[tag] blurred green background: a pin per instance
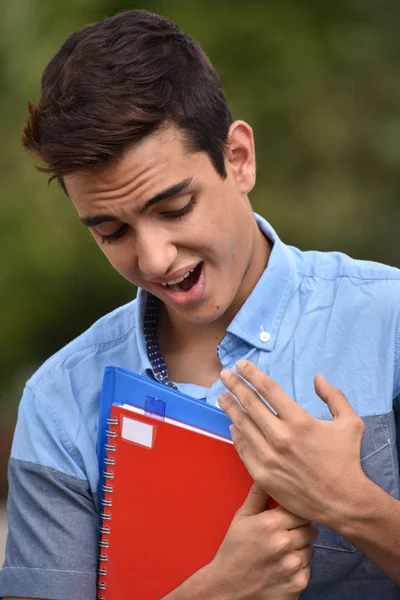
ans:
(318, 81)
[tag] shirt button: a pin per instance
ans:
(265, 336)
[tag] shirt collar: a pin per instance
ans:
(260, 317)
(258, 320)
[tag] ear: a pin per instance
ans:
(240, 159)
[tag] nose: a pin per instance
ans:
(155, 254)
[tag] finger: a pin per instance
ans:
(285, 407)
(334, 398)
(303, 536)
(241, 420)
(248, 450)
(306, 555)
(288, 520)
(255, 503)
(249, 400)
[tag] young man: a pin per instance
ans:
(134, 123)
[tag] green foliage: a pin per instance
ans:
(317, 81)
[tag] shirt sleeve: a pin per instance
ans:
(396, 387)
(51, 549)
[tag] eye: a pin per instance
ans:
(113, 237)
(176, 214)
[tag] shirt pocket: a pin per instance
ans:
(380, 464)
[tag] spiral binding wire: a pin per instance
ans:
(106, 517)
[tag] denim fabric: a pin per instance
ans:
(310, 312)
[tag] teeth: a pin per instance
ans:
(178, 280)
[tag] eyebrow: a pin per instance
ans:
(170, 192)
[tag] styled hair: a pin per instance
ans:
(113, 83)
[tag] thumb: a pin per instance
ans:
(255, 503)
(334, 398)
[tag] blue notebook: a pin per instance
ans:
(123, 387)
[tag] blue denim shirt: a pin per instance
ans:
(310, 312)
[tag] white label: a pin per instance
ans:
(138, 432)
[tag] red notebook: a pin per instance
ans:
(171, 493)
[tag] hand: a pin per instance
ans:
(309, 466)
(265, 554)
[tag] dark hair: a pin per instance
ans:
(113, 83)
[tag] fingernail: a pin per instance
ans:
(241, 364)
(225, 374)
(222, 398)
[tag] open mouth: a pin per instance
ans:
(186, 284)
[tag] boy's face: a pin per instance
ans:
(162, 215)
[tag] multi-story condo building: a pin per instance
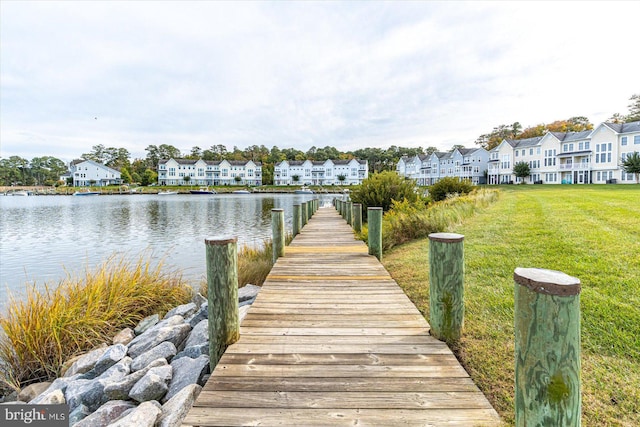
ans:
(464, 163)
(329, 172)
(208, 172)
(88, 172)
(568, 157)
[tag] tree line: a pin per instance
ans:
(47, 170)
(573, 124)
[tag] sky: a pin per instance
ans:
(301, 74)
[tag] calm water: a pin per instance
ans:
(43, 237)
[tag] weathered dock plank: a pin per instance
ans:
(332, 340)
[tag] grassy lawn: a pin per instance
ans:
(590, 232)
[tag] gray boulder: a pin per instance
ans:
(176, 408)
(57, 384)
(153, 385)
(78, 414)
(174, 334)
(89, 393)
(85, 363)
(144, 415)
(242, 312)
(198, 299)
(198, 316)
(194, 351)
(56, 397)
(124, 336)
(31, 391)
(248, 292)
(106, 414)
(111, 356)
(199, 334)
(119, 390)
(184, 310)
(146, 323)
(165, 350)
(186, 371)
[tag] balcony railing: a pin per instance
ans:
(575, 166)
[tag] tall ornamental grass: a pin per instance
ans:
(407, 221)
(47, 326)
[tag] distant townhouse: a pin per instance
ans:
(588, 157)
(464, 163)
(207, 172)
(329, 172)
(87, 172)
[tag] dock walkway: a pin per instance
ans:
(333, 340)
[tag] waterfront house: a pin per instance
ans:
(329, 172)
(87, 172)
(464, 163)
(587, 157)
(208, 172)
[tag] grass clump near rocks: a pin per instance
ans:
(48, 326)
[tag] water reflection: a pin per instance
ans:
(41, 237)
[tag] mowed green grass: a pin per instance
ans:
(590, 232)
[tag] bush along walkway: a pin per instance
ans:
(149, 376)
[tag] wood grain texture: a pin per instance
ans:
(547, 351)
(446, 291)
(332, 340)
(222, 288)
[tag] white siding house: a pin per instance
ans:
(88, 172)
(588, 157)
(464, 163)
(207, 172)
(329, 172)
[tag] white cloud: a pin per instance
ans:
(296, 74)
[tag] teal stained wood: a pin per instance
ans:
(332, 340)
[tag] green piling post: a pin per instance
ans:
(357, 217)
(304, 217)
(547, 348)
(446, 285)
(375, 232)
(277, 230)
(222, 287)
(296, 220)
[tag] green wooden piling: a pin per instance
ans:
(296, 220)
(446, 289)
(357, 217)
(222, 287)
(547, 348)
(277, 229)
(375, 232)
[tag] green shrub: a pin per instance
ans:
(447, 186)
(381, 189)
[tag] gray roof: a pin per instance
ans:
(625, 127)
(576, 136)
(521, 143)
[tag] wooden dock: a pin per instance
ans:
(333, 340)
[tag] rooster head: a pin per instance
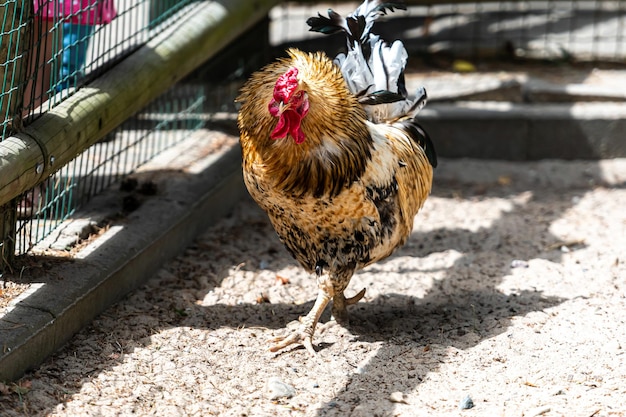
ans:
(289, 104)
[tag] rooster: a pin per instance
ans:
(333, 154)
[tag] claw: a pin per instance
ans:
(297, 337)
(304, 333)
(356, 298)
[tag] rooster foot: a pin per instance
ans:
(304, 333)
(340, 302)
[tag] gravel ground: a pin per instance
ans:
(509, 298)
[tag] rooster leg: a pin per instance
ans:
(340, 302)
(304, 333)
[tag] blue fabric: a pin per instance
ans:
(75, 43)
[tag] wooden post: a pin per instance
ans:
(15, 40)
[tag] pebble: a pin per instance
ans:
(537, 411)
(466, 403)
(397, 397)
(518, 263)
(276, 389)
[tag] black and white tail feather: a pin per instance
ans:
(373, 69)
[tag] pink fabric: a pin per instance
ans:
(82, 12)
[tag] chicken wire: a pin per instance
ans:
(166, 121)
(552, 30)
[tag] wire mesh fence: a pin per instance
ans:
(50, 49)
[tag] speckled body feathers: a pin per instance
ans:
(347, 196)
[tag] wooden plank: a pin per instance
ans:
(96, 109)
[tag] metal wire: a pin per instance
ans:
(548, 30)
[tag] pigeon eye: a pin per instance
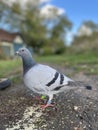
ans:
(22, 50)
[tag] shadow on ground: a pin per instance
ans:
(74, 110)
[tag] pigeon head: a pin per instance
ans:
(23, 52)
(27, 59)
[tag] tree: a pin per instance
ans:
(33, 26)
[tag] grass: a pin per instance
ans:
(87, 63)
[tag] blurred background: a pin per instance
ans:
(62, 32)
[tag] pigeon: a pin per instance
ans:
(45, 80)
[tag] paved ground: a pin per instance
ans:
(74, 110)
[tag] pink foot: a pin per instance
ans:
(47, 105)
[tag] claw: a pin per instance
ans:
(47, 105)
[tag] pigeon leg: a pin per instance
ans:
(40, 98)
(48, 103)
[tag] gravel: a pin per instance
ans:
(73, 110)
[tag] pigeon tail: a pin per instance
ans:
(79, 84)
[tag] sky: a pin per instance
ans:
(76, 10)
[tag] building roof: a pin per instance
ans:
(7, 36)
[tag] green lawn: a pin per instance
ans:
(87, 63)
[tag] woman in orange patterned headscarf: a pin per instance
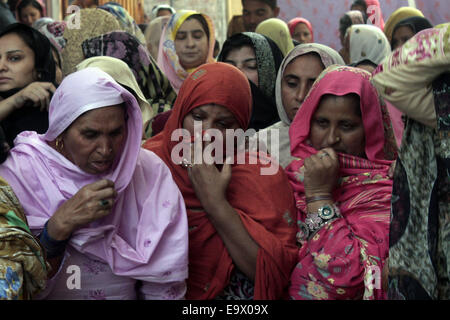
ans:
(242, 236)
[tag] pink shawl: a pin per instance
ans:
━━━━━━━━━━
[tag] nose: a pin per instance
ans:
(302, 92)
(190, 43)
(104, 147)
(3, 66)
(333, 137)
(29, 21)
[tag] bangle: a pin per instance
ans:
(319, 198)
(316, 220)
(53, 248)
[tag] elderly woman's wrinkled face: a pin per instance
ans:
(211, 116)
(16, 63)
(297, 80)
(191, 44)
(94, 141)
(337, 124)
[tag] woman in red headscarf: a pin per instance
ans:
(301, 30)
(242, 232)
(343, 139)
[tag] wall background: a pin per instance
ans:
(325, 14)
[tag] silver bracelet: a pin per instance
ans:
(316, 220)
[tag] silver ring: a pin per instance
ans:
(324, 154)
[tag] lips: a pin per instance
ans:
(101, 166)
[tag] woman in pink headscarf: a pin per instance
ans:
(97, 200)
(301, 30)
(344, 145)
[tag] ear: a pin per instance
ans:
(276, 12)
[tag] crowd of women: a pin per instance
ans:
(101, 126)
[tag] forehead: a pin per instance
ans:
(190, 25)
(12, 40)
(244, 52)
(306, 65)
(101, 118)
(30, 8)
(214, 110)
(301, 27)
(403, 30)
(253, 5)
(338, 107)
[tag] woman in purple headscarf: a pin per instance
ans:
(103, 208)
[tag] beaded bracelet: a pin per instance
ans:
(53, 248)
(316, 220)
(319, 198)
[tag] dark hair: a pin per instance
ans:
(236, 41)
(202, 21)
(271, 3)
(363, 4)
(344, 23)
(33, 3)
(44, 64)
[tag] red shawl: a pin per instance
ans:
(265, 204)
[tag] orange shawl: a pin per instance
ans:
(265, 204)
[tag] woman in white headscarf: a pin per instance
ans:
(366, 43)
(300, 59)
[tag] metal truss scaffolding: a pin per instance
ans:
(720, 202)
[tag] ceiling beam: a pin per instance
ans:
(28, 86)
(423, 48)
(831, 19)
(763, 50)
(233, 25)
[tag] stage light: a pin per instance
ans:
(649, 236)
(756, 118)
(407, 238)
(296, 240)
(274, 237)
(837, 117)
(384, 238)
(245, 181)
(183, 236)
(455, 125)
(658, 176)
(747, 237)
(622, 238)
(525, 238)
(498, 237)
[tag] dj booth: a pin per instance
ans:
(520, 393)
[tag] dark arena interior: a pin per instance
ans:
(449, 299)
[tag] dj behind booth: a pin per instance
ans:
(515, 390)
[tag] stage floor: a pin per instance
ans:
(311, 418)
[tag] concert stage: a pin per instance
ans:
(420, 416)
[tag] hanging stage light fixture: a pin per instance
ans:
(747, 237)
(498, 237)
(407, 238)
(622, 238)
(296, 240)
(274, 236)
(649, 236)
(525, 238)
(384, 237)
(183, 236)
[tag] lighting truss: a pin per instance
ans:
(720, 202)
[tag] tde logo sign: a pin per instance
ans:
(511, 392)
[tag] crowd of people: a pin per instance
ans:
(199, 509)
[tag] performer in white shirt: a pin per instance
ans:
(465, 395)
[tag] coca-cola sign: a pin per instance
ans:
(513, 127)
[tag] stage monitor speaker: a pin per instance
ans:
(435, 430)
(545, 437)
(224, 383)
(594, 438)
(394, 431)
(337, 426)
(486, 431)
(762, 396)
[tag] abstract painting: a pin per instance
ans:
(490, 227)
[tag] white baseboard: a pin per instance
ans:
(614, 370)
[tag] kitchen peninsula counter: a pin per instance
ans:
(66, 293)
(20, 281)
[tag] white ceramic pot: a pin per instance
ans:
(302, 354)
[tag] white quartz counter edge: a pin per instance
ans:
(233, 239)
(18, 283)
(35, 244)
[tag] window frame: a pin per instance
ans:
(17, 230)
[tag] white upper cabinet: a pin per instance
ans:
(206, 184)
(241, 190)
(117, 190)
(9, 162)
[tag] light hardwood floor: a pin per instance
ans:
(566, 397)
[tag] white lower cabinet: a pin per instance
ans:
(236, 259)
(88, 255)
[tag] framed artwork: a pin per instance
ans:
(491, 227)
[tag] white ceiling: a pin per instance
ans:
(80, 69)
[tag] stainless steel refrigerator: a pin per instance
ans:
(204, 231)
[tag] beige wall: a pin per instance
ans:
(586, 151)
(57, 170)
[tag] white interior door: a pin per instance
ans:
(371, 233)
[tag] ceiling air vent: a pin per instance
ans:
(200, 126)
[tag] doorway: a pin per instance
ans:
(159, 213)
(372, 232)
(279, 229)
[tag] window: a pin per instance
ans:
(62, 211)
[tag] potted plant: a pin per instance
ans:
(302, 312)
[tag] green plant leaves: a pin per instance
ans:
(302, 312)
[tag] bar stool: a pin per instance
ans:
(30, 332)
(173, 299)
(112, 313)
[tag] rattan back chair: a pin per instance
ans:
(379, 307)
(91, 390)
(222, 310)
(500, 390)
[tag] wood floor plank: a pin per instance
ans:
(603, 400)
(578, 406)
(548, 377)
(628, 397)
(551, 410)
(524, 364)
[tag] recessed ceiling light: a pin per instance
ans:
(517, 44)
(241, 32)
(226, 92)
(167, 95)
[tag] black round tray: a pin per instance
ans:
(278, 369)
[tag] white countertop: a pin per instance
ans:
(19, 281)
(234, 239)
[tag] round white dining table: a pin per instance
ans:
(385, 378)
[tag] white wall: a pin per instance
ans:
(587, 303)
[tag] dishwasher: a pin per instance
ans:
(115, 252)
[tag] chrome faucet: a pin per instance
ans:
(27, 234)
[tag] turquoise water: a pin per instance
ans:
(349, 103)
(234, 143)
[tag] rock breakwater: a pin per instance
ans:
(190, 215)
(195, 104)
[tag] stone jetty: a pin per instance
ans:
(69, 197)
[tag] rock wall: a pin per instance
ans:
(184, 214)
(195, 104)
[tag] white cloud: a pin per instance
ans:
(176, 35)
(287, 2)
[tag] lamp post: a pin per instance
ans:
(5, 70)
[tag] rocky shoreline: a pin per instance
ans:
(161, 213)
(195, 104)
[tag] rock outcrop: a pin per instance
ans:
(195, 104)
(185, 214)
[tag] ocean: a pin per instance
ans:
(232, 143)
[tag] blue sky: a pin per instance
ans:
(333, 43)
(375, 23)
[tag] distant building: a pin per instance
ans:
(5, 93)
━━━━━━━━━━
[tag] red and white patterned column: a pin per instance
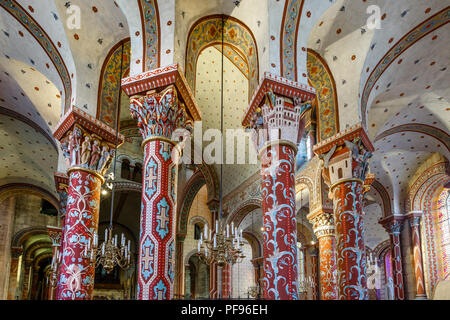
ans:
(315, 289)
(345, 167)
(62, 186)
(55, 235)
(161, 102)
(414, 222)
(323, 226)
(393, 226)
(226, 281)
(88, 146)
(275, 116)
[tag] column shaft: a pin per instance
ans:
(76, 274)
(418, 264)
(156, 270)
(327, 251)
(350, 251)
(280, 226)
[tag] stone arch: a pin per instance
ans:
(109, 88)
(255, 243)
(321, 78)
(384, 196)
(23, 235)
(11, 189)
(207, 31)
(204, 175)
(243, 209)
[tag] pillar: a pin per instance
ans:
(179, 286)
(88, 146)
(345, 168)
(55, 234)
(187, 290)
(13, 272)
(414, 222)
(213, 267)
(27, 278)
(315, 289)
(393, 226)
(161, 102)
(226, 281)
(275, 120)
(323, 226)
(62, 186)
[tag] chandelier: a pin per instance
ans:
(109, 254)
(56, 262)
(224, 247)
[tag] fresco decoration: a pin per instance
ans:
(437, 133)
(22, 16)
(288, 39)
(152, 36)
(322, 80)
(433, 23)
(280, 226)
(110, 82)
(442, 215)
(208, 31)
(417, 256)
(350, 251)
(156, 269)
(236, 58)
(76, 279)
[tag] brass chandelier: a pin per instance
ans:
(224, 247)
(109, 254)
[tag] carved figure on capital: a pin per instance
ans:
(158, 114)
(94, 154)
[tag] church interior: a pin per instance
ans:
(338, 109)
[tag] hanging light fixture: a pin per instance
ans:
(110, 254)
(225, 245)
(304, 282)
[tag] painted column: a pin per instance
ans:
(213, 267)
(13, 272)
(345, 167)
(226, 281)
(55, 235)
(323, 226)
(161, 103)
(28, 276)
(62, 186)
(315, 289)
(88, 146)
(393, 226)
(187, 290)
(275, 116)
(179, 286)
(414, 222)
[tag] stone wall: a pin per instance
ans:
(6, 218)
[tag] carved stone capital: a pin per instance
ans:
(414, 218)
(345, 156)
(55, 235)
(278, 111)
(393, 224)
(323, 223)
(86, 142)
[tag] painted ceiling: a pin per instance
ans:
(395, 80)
━━━━━━━━━━
#### WRITTEN INSTRUCTION
Gather each line of the entries above that contains the word "silver".

#### COMPLETE ANSWER
[tag] silver bracelet: a pin per instance
[tag] silver ring: a pin per instance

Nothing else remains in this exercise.